EXCERPTED TEXT –
They might be right. But if you can’t trust anything she
says, doing interviews is pointless. Her critics don’t want insight about how
she might govern, they want ammunition.
Lay that aside, though, and ask yourself this: For all
the talking (and talking and talking) Donald Trump does, how confident are you
from the things he says day-to-day that you know how he’ll govern in a second
term?
He’s holding a news conference as I write this. How much
of your retirement savings would you bet on him honoring any individual policy
pledge he makes during it, assuming he discusses policy at all?
Is he a China
hawk or a China
dove?
Does he support
U.S. military assistance to Ukraine or oppose it?
Will he commit
to NATO or withdraw
from the alliance?
Will he veto
federal abortion restrictions or sign
them into law?
Will he keep
his distance from Project 2025 or hand his presidential transition over to its staff?
Even the topics on which he does feel strongly, like
immigration, tend to produce proposals that are laughably
unworkable. Every position he takes boils down to “Just give me power and
I’ll fix everything, with no trade-offs.”

[Entries contained in a dataset]
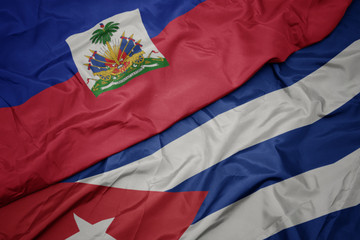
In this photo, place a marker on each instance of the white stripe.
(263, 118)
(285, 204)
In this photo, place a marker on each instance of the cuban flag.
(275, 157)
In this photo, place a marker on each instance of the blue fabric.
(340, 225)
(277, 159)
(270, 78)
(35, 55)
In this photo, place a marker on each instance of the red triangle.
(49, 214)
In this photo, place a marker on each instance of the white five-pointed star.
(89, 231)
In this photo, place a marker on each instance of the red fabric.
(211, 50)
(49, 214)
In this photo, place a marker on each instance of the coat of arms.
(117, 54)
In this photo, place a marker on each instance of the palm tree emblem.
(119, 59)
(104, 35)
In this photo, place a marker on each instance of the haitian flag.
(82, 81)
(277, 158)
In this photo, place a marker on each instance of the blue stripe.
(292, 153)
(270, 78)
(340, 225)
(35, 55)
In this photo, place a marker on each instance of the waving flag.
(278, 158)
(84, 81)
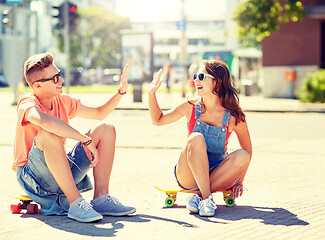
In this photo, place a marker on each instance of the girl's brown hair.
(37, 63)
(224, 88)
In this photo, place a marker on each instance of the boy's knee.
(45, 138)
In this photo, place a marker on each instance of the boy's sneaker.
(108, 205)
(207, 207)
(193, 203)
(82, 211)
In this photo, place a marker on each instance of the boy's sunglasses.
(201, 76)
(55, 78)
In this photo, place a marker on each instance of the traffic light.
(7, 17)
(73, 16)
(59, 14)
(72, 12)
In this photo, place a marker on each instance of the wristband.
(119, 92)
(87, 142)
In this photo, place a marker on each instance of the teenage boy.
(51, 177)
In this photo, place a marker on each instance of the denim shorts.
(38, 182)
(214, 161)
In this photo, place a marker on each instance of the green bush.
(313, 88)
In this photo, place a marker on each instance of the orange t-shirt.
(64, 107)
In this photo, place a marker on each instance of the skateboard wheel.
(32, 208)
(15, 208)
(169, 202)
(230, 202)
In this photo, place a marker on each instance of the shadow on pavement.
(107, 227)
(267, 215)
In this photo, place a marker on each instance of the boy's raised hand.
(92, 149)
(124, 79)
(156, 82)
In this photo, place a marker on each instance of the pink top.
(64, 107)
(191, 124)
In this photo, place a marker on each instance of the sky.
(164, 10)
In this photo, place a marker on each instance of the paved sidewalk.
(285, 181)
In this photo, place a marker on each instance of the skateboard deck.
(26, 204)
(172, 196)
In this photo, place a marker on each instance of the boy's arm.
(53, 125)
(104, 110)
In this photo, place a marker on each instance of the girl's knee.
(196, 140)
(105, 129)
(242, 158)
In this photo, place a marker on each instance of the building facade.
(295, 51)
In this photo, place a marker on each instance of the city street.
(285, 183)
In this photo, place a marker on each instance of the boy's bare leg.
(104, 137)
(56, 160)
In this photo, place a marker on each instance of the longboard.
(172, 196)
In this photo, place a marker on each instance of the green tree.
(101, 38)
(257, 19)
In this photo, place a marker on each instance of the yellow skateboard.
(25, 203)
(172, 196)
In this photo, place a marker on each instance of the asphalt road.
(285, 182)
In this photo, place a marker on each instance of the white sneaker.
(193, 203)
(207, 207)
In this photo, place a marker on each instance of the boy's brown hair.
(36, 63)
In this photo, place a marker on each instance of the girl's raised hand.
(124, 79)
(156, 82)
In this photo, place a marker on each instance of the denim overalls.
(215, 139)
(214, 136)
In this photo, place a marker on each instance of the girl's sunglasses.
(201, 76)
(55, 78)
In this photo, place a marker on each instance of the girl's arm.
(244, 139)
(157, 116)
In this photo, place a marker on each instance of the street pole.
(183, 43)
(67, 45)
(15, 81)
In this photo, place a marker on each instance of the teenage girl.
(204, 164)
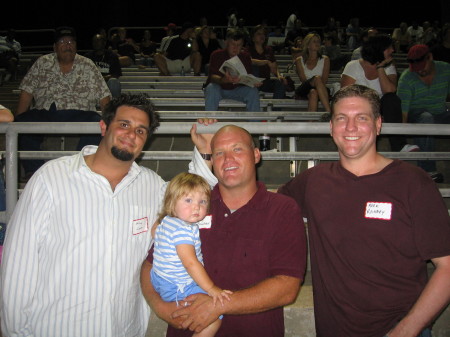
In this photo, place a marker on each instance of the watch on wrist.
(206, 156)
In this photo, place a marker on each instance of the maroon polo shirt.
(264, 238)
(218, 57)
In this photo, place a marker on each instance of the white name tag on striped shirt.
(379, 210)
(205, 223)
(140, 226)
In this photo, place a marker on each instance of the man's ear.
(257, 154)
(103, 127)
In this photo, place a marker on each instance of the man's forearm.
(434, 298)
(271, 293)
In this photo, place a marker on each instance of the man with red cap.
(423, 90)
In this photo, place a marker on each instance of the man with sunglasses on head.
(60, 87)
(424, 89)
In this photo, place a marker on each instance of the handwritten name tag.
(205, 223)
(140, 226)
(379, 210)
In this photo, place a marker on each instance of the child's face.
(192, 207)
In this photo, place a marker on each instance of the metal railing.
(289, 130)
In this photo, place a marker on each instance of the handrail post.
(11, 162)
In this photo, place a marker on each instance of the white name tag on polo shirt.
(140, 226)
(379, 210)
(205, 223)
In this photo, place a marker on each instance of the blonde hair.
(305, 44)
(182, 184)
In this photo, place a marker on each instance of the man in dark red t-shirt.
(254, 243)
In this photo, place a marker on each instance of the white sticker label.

==

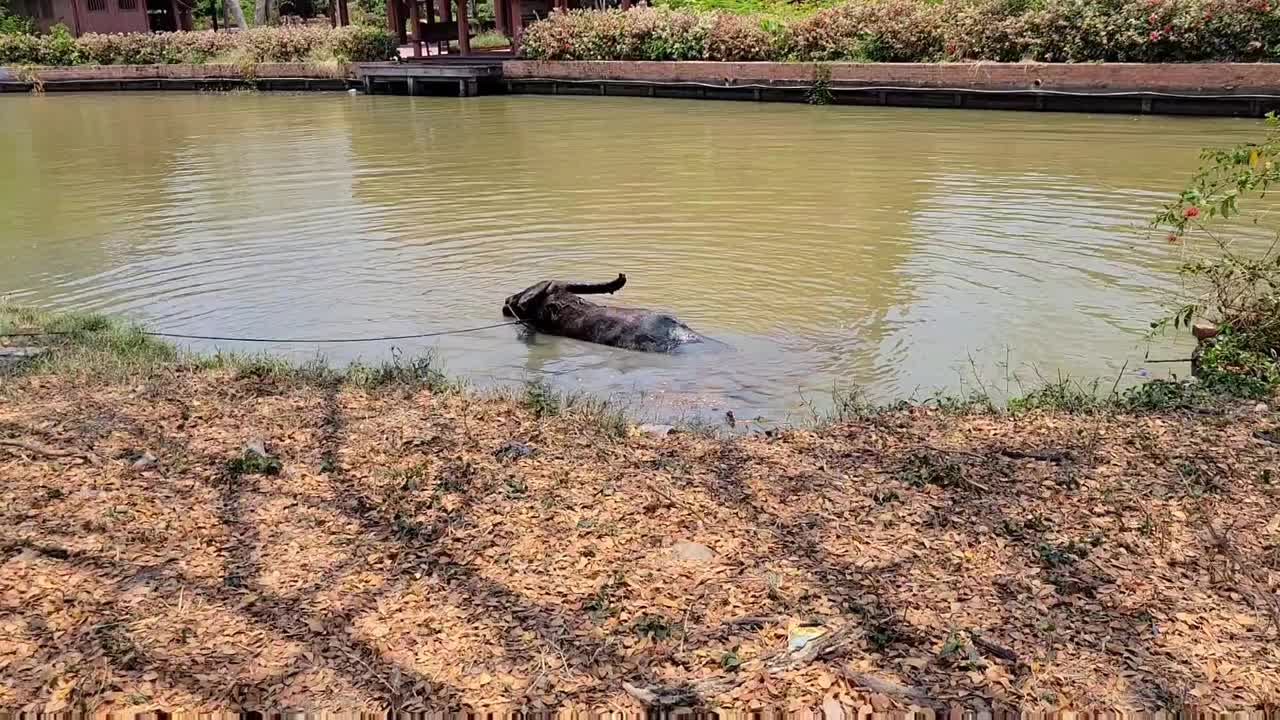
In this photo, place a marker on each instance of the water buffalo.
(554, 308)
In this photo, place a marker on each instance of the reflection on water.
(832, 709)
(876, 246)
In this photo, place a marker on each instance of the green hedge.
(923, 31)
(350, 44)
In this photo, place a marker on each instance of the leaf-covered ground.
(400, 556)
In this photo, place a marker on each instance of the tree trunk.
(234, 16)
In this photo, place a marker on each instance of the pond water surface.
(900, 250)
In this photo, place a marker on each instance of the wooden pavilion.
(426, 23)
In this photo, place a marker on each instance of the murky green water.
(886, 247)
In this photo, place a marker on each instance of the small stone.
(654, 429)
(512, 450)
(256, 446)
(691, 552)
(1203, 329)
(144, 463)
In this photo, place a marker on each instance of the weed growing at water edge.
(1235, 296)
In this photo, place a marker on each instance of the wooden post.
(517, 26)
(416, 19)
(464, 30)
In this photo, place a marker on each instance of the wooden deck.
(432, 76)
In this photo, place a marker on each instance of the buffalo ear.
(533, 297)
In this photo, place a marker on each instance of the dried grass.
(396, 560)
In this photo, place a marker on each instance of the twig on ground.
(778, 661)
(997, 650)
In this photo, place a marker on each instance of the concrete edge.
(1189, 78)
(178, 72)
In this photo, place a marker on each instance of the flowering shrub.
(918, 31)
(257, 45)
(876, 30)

OBJECTIVE A –
For each statement, (i) to (iii), say whether it agrees with the excerpt about Trump. Answer yes or no and quote the deciding words of the excerpt.
(i) The writer says a news conference is underway at the time of writing.
(ii) The excerpt calls Trump's immigration proposals workable.
(iii) According to the excerpt, her critics want insight about how she might govern.
OBJECTIVE B –
Answer these questions on the excerpt about Trump.
(i) What do her critics want, according to the excerpt?
(ii) What does the writer ask readers how much of they would bet on Trump honoring a policy pledge?
(iii) Which topic is named as one Trump does feel strongly about?
OBJECTIVE C – Reproduce the excerpt about Trump word for word, from "They might be" up to and including "they want ammunition.".

RIGHT ANSWER A –
(i) Yes: "He’s holding a news conference as I write this."
(ii) No: "tend to produce proposals that are laughably unworkable"
(iii) No: "Her critics don’t want insight about how she might govern, they want ammunition."

RIGHT ANSWER B –
(i) Ammunition.
(ii) Their retirement savings.
(iii) Immigration.

RIGHT ANSWER C –
They might be right. But if you can’t trust anything she
says, doing interviews is pointless. Her critics don’t want insight about how
she might govern, they want ammunition.